§ Problem set:
a – According to the Nvidia stock article, how much could Meta, Amazon, Google, and Microsoft together spend on capital expenditures this year?
b – Continue the Nvidia stock article from its last sentence.

§ Study text:
TLDR
- Nvidia stock surged nearly 8% after CEO Jensen Huang defended the tech industry’s massive AI spending as sustainable and necessary
- Major tech companies including Meta, Amazon, Google, and Microsoft could spend up to $660 billion on AI infrastructure this year
- Huang called the current moment “the largest infrastructure buildout in human history” driven by exceptional demand for computing power
- Even six-year-old Nvidia chips like the A100 are fully rented, showing sustained demand for AI computing capabilities
- Companies are investing heavily because they expect cash flows to rise as AI products generate profits and revenue grows
Nvidia shares jumped nearly 8% Friday after CEO Jensen Huang told CNBC that the tech industry’s exploding AI spending is both justified and sustainable.
Huang’s remarks came at a crucial time. His biggest customers just reported earnings. Meta, Amazon, Google, and Microsoft plan to dramatically increase their AI infrastructure budgets.
Together, these hyperscalers could spend $660 billion on capital expenditures this year. Much of that money will go toward buying Nvidia chips.
Wall Street had a mixed reaction to the spending surge. Meta and Alphabet saw their stocks rise. Amazon and Microsoft got punished.
But Huang pushed back on any concerns. He described the situation as “the largest infrastructure buildout in human history.”
The CEO’s confidence rests on a simple formula. Companies are spending more today because they expect to earn more tomorrow.
“The reason for that is because all of these companies’ cash flows are going to start rising,” Huang explained.
He backed up his argument with real-world examples of how companies are using AI right now.
Real Applications Driving Demand
Meta is upgrading its recommendation systems from older CPU-based models to generative AI and autonomous agents. Amazon Web Services is using Nvidia-powered AI to improve product recommendations.
Microsoft is deploying the technology to enhance its enterprise software. These aren’t theoretical use cases. They’re happening now.

§ Supplied material:

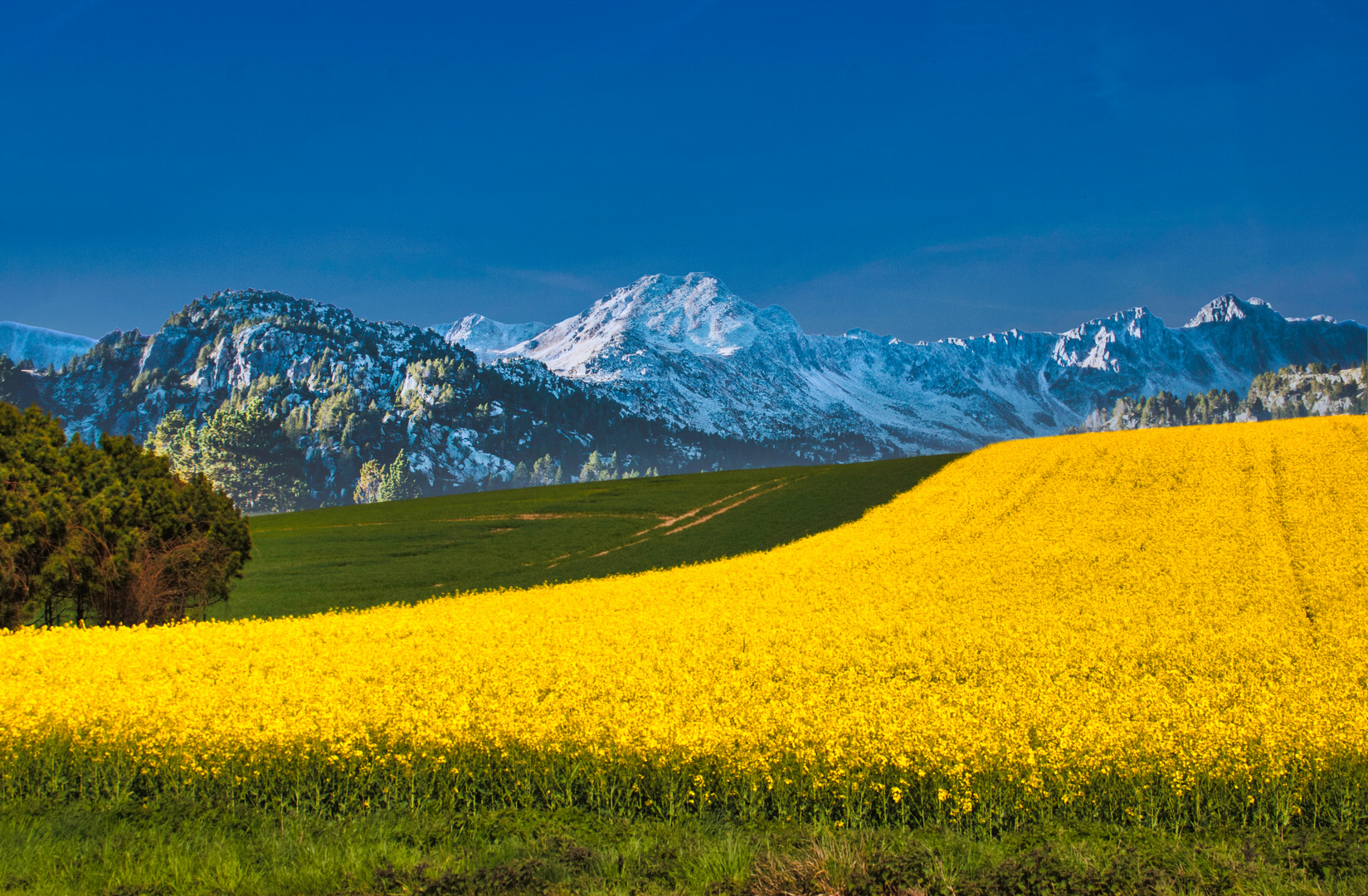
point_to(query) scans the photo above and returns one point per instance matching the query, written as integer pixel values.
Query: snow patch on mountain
(40, 345)
(689, 350)
(487, 338)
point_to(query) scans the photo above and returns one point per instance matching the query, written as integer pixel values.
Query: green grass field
(411, 550)
(187, 850)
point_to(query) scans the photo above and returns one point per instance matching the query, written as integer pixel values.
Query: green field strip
(411, 550)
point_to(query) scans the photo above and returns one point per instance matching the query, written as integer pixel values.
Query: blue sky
(918, 168)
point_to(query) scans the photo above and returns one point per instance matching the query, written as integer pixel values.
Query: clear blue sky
(919, 168)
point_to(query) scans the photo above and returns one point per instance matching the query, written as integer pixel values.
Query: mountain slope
(689, 352)
(345, 390)
(42, 346)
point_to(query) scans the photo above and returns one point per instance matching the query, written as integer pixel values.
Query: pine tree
(107, 533)
(398, 482)
(368, 485)
(246, 455)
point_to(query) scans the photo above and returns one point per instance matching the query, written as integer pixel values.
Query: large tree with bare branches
(107, 533)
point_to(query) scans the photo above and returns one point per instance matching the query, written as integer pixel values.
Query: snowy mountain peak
(40, 345)
(662, 315)
(487, 338)
(1227, 308)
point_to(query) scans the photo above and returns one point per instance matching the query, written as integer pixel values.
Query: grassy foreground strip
(174, 850)
(1155, 628)
(412, 550)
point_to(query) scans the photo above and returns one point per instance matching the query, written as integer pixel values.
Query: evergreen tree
(107, 533)
(368, 485)
(246, 455)
(398, 482)
(596, 468)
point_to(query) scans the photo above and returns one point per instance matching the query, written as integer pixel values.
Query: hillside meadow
(404, 552)
(1157, 631)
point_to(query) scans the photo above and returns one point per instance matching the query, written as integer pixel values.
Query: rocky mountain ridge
(678, 373)
(689, 352)
(347, 390)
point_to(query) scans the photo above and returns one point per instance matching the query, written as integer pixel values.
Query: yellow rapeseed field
(1159, 627)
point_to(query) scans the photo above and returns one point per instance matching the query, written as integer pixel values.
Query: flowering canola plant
(1152, 627)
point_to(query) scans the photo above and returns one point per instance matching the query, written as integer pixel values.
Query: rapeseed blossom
(1153, 627)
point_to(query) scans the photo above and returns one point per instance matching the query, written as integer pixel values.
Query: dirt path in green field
(736, 499)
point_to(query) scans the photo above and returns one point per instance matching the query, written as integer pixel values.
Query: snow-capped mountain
(487, 338)
(687, 350)
(345, 390)
(42, 346)
(674, 373)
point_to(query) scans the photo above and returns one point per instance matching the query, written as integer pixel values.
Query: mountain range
(687, 350)
(674, 373)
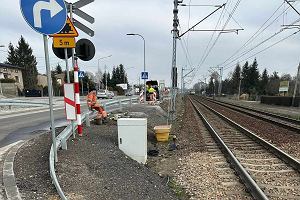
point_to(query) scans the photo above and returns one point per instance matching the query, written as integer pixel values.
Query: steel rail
(288, 119)
(250, 184)
(278, 152)
(287, 126)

§ Task-by-task outputs:
a – Up to $660 billion.

b –
Huang also highlighted AI labs OpenAI and Anthropic. Both companies rely on Nvidia chips through cloud providers. Nvidia invested $10 billion in Anthropic last year.
“Anthropic is making great money. Open AI is making great money,” Huang said. “If they could have twice as much compute, the revenues would go up four times as much.”
Sustained Chip Demand
Perhaps most telling was Huang’s revelation about older hardware. Even Nvidia chips sold six years ago are fully rented.
The A100 chips are still in high demand. This shows the AI boom isn’t just hype. Companies are actually using the computing power they’re buying.
“To the extent that people continue to pay for the AI and the AI companies are able to generate a profit from that, they’re going to keep on doubling, doubling, doubling, doubling,” Huang said.
Wall Street analysts remain bullish on Nvidia. The stock has a Strong Buy consensus rating based on 37 Buys, one Hold, and one Sell assigned in the past three months.
The average price target sits at $260.06 per share. That implies 40.3% upside potential from current levels.
Huang’s comments addressed growing investor concerns about whether AI spending levels are sustainable. His answer was clear. As long as AI remains profitable, demand for computing power will keep growing fast.
The CEO pointed to “sky high” demand for computing power that companies can directly monetize. This demand is driving unprecedented infrastructure investment across the tech sector.